__DIRECTIONS FOR THIS TASK__: Before returning the data, strip out the pictures and keep everything else exactly the same.

◇ ◇ ◇ ◇ ◇ ◇ ◇

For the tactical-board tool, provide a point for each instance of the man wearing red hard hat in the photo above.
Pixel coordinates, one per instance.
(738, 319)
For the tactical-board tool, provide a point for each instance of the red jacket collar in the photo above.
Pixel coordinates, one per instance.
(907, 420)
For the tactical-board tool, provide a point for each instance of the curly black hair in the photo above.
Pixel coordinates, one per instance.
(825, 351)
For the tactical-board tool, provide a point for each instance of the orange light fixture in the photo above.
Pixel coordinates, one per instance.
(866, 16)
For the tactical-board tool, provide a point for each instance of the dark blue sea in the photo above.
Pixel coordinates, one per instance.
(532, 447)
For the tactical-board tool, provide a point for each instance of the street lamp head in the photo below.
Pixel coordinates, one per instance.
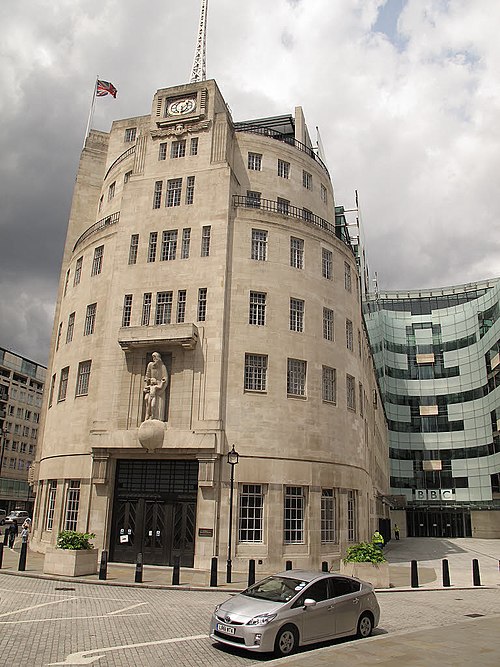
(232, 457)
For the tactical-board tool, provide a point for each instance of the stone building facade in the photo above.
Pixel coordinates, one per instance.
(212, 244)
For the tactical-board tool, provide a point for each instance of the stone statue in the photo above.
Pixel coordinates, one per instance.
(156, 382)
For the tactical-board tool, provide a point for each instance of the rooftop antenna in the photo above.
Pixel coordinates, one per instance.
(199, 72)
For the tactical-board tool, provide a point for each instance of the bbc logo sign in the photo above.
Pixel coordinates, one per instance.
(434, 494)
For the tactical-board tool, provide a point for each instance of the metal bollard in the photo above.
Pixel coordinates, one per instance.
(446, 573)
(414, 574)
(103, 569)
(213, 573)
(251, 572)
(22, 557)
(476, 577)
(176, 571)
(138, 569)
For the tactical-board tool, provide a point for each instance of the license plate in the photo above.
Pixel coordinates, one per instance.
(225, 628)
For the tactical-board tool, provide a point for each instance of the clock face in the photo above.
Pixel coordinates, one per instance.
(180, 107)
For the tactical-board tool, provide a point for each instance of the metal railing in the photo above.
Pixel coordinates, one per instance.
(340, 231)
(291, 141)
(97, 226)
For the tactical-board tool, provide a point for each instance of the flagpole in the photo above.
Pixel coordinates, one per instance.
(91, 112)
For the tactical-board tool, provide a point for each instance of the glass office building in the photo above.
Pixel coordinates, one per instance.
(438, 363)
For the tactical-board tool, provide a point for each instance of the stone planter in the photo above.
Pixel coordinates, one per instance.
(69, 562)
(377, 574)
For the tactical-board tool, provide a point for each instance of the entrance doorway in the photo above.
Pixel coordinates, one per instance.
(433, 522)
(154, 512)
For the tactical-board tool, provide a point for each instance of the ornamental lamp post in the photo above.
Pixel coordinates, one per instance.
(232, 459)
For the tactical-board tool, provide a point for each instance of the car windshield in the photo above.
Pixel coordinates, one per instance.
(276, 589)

◇ ◇ ◇ ◇ ◇ ◇ ◇

__WORKED SOLUTION__:
For the tactical-board tool, provide a point for each instance of the man wearing red hard hat in the photo above.
Pixel coordinates, one per instance.
(738, 319)
For the tactical-board tool, provide a point for each instance of the red jacket collar in the photo above.
Pixel coordinates, one per instance.
(907, 420)
For the tactical-board tool, provide a point for each instance of the curly black hair in the photo above.
Pixel coordinates, one per instance.
(825, 351)
For the tactical-board tool, provide a point for each instance of the orange light fixture in the photo above.
Pixel coordinates, one per instance.
(866, 16)
For the tactical-board tool, provide a point for each instance of the dark blue sea in the photo above.
Pixel coordinates, one per instance.
(532, 447)
For the tactical-board tool, provide a point for each instance of the street lamp head in the photo below.
Pixel coordinates, one per instance.
(232, 457)
For the tactical-board tool, provide a point for each instance of the stone building facade in the photo above.
Pixel coordinates, one per instance.
(212, 244)
For the tactical-board tool, provide a point for each instance of the stone statue in the photo above.
Pixel coordinates, one per instance.
(156, 382)
For the tactical-board tool, provide a point for each instance of the rooftop antenna in the photo above.
Pixel coordinates, one per instance.
(199, 72)
For the tactical-board tool, provide a point for each instance of the bbc logo sign in the photo above.
Pixel coordinates, one per instance.
(434, 494)
For the tactical-board tool, provide a point for each instance of the metal bollard in the photo above.
Pixel coordinates, one per instance.
(446, 573)
(414, 574)
(103, 569)
(213, 573)
(251, 572)
(22, 557)
(476, 577)
(176, 571)
(138, 569)
For the tactical-board tool, provide a point for each instance of the license plate in the photo above.
Pixel coordinates, one per instance.
(225, 628)
For the tactical-board tool, provide a point for each instance of the clock face in the photo above.
Pixel coordinates, one per instance.
(180, 107)
For the tactical-board tool, provide a point for each instance of the metal railing in the photo above.
Pixel coordinates, one per instance.
(340, 231)
(291, 141)
(97, 226)
For the tactical-board tool, provide a point for each instance of the flagpole in the photo above.
Pixel coordinates, one per instance.
(91, 112)
For the tactical-board tool, provide a point for each instance of the glass office building in the photo above.
Pixel coordinates, one per instance.
(438, 363)
For the tactical-board tool, provide a point for each instance of the stone planter in the photo above.
Pixel coordinates, one per instance.
(69, 562)
(377, 574)
For the tactical-board tool, provide a point for each instance of the entrance doorway in the photo above.
Pixel coordinates, one per instance.
(433, 522)
(154, 512)
For the tactical-board tool, provide a point for each instance of the ornamental lamp post in the photo above.
Pixel coordinates, one per instance.
(232, 459)
For the tactical-board tool, provide a point for each instance of the car windshield in the photo above.
Pixel coordinates, one per instance.
(276, 589)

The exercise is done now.